Task set »
a – Answer these from the news story on HCA's rebound:
(i) In what year did Jack O. Bovender Jr. leave retirement to return to HCA?
(ii) What firm employs the analyst Frank Morgan?
(iii) What was HCA Inc.'s revenue last year?
b – Extend the news story on HCA's recovery, picking up right after its final sentence about Bovender crediting changes in philosophy and culture.

Passage shown START

HCA rebounds after federal investigation
(2/15/02 AP Newswires, TN and Florida Times-Union) By John Gerome

NASHVILLE, Tenn. -- When healthcare executive Jack O. Bovender Jr. left retirement in 1997 to return to HCA, the hospital company was the target of a federal fraud investigation, its chairman and CEO had been forced to resign and its earnings were in a tailspin.

Today, observers say the company Bovender helped restructure is healthier than it's been in years.

Revenue at HCA Inc. rose to $18 billion last year from $16. 7 billion in 2000. Its stock has rebounded to the $42 range after plunging from $44 into the teens in 1997, and analysts predict 15 percent growth in earnings per share over the next several years.

"The restructuring brought back focus and discipline to its asset base," said Frank Morgan, an analyst with Jefferies & Co. in Nashville. "It has proven to be a very prudent move."

Bovender, who was HCA's president and took over as chairman when company co-founder Thomas Frist Jr. stepped down Jan. 1, attributes the success to changes in philosophy and culture at the company formerly known as Columbia/HCA.

Passage shown END
Data excerpt START

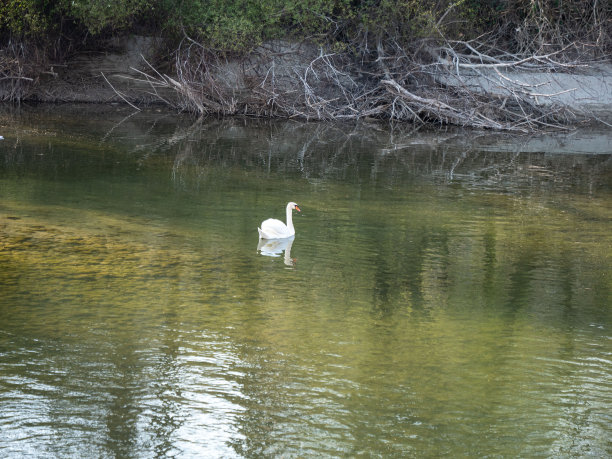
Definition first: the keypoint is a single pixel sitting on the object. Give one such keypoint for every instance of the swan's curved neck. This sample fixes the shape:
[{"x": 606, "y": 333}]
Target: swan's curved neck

Data excerpt END

Your responses »
a –
(i) 1997
(ii) Jefferies & Co. in Nashville
(iii) $18 billion

b –
After years of aggressive growth in which it acquired about 350 hospitals, the Nashville-based company began downsizing in 1997 and 1998, selling or spinning off more than 100 hospitals and medical offices and its home health care division. It began concentrating on hospitals in burgeoning metropolitan areas of the South where it had strong market penetration and good prospects for long-term growth.

Under former chairman and CEO Rick Scott, the goal was to be "the Wal-Mart of healthcare," Bovender said, by building a nationwide network of hospitals, home health centers and other services. Scott went on a buying spree and started a nationwide branding campaign in 1996 to make Columbia/HCA synonymous with hospitals.

But in the early 1990s the U. S. Justice Department accused the company of defrauding Medicare by listing expenses in its cost reports that the federal program doesn't cover. In 1997, federal agents raided offices in several states searching for evidence.

The board of directors ousted Scott and president and chief operating officer David Vandewater in July 1997, and HCA pleaded guilty in 1999 to defrauding government health care programs. It has paid $840 million in criminal fines, civil penalties and damages.

After Scott left, Frist, who started HCA with his father in 1968, took over as chairman and CEO and picked Bovender as president and chief operating officer. Bovender had held the position with HCA before he retired in 1994, the year Columbia Hospital Corp. merged with Hospital Corp. of America to become the largest hospital chain in the country.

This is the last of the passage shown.